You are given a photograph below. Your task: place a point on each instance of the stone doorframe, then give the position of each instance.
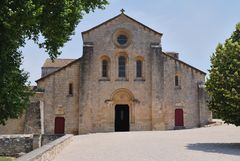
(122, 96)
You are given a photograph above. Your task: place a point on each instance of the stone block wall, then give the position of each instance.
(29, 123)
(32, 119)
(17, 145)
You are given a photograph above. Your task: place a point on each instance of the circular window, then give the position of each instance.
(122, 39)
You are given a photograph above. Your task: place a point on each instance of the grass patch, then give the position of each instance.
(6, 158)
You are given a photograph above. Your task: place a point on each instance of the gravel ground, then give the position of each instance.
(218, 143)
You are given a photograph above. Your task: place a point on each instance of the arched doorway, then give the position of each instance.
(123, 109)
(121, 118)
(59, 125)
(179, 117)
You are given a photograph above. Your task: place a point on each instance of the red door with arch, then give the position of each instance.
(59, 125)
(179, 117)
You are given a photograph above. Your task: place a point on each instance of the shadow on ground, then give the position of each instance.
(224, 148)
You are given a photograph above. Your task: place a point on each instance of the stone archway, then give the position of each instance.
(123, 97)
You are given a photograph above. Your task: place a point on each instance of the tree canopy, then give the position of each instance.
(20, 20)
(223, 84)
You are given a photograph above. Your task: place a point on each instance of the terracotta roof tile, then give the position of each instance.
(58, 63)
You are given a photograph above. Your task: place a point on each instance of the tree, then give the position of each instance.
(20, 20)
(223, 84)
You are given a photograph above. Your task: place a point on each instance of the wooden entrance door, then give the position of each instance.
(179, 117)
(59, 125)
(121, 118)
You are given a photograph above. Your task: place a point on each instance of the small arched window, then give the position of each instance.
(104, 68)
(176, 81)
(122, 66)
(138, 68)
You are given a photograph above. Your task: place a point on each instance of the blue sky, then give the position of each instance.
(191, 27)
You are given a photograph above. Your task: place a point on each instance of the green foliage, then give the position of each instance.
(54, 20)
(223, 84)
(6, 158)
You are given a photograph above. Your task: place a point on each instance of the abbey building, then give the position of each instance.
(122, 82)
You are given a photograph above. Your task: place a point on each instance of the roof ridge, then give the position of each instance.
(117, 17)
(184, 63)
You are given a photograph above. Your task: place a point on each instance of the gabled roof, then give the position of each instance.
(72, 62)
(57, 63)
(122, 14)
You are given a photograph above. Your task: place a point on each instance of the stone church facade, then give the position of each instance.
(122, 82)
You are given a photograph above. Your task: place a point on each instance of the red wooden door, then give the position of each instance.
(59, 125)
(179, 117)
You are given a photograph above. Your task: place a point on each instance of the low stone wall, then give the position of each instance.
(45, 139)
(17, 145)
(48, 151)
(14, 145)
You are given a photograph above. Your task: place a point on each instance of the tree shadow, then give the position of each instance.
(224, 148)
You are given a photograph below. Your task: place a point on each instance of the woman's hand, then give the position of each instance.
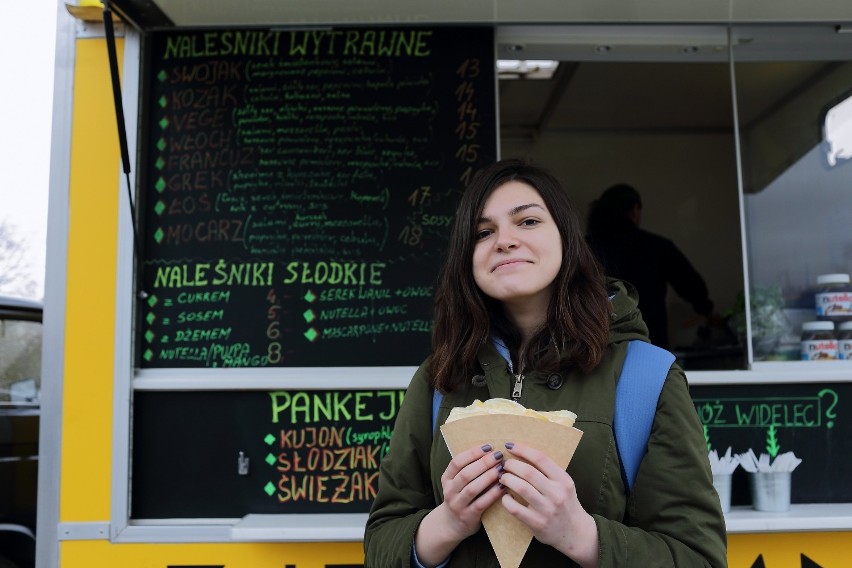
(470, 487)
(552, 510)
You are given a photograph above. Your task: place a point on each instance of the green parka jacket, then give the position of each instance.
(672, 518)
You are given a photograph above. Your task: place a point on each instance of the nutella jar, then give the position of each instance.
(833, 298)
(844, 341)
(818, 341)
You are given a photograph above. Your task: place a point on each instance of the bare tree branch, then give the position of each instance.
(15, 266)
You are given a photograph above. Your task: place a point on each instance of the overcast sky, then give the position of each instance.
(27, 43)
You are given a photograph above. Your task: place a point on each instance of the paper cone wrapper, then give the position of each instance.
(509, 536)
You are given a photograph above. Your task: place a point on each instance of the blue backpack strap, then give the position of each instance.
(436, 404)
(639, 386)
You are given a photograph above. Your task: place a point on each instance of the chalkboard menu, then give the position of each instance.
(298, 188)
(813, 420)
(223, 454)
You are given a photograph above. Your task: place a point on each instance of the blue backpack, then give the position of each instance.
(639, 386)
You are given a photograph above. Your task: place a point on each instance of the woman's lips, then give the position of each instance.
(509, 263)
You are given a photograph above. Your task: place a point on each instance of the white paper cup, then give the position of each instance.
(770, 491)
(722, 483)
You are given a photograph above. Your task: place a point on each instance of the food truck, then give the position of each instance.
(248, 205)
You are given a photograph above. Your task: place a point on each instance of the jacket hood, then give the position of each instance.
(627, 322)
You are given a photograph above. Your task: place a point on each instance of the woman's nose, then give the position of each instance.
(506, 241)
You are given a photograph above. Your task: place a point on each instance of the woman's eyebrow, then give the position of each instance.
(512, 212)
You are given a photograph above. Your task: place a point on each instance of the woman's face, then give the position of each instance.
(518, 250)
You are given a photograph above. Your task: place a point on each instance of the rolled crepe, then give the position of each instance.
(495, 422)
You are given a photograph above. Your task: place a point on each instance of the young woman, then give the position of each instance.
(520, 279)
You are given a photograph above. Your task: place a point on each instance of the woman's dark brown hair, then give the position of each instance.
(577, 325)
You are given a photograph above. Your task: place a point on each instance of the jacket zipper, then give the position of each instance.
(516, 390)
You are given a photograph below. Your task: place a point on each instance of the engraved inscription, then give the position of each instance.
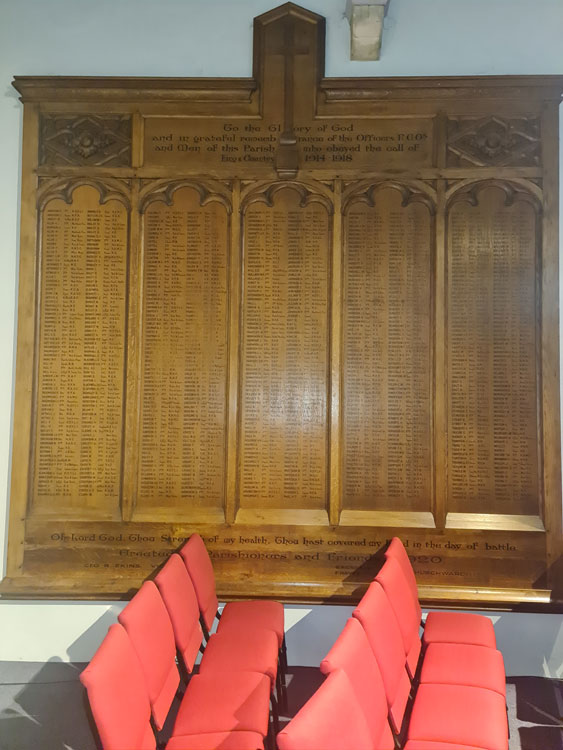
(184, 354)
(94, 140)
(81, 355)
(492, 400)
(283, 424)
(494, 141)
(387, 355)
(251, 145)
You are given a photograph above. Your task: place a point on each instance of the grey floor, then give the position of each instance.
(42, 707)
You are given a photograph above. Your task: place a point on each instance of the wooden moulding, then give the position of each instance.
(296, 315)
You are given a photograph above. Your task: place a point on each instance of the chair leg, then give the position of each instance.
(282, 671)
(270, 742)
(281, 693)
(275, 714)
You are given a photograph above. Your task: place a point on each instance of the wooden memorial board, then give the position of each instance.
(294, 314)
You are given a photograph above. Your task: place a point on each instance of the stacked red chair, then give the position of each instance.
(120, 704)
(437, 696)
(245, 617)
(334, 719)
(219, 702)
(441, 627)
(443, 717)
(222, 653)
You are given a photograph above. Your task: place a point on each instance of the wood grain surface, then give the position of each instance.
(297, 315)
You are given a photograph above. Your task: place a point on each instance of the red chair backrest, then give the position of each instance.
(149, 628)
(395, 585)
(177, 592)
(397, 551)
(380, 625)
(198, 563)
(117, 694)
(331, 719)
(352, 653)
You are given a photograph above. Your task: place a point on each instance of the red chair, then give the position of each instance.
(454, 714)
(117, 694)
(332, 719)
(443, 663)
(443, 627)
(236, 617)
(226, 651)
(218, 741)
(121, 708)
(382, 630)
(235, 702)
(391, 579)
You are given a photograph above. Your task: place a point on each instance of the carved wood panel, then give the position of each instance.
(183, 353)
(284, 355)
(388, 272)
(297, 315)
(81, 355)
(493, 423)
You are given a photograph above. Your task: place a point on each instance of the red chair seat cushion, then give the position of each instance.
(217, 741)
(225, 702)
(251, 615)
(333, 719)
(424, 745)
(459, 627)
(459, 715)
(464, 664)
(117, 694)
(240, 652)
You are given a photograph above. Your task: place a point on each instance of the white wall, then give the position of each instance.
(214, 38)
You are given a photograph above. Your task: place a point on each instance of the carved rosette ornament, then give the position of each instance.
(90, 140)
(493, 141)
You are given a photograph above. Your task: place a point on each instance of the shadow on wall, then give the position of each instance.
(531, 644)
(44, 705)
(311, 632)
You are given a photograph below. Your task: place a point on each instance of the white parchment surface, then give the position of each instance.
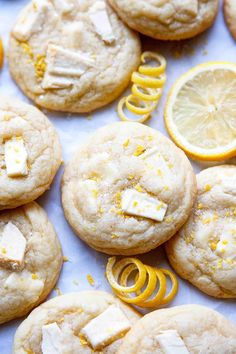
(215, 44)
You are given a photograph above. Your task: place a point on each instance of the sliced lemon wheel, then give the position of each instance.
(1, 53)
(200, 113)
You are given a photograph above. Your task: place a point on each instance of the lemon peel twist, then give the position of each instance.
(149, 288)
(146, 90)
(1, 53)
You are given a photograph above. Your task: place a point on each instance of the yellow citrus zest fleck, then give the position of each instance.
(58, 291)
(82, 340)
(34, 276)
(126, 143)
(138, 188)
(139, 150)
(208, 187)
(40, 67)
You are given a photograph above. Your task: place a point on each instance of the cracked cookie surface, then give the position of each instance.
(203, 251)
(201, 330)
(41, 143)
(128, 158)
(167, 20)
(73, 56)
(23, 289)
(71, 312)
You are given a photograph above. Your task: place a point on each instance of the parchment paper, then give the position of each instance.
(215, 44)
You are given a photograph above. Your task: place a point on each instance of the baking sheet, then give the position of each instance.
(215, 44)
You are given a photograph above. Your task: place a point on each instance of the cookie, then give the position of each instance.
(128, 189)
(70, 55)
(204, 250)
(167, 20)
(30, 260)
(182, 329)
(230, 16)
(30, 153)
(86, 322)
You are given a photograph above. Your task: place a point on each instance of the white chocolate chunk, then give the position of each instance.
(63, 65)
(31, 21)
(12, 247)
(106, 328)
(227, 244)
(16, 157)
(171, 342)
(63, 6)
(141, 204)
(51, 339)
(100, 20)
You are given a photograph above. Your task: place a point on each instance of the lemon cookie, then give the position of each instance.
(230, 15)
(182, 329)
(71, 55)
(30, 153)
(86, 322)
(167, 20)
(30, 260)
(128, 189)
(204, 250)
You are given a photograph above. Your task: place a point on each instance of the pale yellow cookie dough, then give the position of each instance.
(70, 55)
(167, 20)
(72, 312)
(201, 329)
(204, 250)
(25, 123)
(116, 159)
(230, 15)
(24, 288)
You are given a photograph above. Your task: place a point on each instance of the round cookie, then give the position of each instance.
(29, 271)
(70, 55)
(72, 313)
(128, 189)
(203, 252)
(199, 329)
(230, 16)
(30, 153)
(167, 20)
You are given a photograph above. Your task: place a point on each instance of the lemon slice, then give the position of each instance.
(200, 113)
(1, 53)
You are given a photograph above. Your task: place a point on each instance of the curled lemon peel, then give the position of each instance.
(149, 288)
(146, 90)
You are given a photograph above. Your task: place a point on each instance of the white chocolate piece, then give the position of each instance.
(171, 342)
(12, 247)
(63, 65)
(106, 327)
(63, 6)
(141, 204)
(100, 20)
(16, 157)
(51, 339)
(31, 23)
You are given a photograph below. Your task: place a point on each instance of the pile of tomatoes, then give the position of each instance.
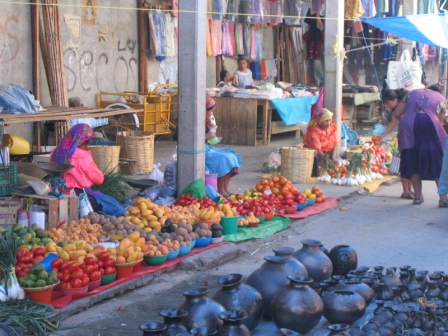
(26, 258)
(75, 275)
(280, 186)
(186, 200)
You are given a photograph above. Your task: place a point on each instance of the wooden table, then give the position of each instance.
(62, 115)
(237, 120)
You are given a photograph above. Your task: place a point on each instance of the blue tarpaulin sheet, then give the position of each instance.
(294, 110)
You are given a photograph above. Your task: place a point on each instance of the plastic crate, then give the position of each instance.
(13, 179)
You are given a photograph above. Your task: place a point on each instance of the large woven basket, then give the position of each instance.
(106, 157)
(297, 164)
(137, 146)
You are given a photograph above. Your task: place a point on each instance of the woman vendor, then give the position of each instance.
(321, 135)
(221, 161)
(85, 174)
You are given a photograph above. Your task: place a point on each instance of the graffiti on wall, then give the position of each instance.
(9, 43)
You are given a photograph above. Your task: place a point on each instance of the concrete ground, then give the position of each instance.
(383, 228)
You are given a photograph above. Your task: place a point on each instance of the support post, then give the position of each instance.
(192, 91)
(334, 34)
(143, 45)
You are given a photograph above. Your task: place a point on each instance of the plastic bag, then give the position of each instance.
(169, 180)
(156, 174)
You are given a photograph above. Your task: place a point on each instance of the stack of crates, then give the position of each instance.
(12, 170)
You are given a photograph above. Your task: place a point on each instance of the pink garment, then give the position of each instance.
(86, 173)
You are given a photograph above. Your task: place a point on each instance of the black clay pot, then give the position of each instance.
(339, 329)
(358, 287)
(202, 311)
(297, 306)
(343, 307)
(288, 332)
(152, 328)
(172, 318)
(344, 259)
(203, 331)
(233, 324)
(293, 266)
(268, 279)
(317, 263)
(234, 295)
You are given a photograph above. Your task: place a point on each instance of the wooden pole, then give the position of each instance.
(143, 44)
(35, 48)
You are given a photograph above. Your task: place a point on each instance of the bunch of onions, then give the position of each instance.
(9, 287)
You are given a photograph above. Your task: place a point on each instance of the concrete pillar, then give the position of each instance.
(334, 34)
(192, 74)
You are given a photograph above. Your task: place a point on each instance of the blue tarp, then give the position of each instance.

══════════

Aim
Reproduce exactly the line containing "garment, then give the position of each instance." and every line after it through the end of the records above, and nothing else.

Result of this exercise
You are given a photograph above. Your task: place a point on each instance of the pink garment, then give the position of each instance.
(86, 173)
You are given a photograph above. Your task: place a point on each instance of the black clay pot, then give the position of each instance.
(339, 329)
(358, 287)
(202, 311)
(297, 306)
(343, 307)
(288, 332)
(152, 328)
(172, 318)
(344, 259)
(203, 331)
(233, 324)
(293, 266)
(268, 279)
(317, 263)
(234, 295)
You are given a photograph above. Your task: place a point on each instance of the wooden pole, then give the position of each instance.
(143, 44)
(35, 48)
You are given a photograph above. Your task: place a point on each instance of the bunch of onions, then give the position of each instance.
(9, 287)
You are given a photograph above. Your task: place a point on each instance of the concrete pillar, then give the position of each instance.
(334, 34)
(192, 74)
You are given a photograph above. Your task: place a point on each instance of the blue tarp, then give the position of each instance.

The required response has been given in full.